#### Task description
Give back, word for word, the lines in the listing below from the one holding "Task: point out the street lamp" down to the one holding "Task: point out the woman in", both ends included.

Dataset excerpts Block Start

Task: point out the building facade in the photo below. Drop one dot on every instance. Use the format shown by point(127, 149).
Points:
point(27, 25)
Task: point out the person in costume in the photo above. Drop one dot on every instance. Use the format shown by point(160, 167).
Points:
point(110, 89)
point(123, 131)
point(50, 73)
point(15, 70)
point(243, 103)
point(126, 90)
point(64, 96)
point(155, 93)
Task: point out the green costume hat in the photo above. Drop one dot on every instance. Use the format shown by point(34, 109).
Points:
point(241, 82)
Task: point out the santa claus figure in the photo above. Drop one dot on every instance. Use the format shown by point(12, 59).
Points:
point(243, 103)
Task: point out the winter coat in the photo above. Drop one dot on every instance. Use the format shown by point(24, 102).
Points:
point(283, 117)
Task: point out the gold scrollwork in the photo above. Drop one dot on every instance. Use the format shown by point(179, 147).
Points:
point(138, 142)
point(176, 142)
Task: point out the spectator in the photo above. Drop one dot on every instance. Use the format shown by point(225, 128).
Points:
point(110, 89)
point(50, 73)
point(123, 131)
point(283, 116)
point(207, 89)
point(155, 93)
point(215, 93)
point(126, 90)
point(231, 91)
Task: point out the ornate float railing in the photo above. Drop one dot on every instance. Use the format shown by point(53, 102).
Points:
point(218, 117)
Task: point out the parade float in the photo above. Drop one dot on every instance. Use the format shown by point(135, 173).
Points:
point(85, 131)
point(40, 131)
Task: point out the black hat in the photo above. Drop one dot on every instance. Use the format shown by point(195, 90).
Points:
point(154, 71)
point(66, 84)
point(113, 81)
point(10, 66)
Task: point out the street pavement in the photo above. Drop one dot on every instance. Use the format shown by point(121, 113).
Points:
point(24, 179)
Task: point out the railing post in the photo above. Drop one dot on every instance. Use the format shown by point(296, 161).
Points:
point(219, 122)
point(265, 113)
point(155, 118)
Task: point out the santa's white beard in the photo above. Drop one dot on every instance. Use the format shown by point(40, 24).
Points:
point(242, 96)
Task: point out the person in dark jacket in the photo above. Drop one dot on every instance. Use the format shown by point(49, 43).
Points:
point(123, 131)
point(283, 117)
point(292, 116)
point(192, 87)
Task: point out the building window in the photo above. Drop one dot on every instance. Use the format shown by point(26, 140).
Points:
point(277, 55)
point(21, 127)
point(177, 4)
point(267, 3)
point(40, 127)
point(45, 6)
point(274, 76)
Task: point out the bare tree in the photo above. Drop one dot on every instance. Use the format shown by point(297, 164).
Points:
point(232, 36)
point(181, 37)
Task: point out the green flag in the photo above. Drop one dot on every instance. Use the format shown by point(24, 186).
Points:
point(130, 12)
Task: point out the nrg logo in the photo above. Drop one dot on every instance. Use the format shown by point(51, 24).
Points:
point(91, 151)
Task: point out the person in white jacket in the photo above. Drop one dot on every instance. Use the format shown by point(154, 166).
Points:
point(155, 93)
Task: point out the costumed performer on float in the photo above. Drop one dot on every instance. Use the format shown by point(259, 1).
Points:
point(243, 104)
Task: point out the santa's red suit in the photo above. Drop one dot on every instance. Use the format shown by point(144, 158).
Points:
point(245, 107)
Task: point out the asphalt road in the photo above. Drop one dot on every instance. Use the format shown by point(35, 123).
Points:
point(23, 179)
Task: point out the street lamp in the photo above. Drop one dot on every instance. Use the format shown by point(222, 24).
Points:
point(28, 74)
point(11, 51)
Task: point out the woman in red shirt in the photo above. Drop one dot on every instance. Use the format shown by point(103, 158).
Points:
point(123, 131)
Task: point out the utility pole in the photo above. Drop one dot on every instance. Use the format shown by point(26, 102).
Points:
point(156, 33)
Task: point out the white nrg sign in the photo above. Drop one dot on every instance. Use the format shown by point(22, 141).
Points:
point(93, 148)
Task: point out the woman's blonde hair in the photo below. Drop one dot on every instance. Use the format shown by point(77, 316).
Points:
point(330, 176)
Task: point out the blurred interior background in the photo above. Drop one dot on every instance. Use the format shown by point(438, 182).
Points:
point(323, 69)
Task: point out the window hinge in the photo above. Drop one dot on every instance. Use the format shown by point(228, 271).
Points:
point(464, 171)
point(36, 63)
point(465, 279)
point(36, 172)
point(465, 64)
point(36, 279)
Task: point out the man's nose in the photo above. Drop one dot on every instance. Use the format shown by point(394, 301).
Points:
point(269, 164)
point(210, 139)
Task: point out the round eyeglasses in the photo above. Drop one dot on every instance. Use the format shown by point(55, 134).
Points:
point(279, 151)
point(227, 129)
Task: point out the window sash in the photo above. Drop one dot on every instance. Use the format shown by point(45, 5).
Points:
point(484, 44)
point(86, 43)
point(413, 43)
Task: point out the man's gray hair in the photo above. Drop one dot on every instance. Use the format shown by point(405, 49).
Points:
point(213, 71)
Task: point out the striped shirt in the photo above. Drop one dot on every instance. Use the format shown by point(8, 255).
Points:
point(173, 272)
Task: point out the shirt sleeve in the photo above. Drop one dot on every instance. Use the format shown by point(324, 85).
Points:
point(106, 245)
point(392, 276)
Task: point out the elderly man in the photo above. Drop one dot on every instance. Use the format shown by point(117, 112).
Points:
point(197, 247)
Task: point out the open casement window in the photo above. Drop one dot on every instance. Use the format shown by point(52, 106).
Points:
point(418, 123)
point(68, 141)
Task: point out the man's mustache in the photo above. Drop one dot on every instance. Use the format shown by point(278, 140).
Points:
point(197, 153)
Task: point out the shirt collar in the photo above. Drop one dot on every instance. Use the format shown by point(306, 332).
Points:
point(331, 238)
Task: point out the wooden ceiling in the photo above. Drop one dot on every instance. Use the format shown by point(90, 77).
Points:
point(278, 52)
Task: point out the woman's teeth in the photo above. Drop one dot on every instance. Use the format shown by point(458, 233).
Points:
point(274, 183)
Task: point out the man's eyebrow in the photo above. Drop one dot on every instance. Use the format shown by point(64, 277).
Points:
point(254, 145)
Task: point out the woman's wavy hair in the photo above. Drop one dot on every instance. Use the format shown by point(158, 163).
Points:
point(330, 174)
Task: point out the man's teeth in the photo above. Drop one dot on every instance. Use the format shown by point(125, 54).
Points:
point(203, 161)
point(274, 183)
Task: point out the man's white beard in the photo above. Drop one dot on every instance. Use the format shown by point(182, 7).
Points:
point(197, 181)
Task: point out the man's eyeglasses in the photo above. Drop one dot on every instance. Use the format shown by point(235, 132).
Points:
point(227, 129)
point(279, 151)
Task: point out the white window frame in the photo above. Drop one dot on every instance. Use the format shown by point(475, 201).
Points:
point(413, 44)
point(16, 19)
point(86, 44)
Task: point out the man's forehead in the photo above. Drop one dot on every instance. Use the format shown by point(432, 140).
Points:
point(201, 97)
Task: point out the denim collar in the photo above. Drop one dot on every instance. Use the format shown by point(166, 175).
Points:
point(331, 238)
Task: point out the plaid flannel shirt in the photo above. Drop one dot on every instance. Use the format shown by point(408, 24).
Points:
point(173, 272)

Dataset excerpts Block End

#### Solution to this problem
Task: point out the street lamp in the photo above. Drop one dot on every instance. Use the format shown by point(222, 24).
Points:
point(28, 74)
point(11, 51)
Task: point out the woman in red shirt in the photo above. Drop one dot on every instance. Use the format shown by point(103, 158).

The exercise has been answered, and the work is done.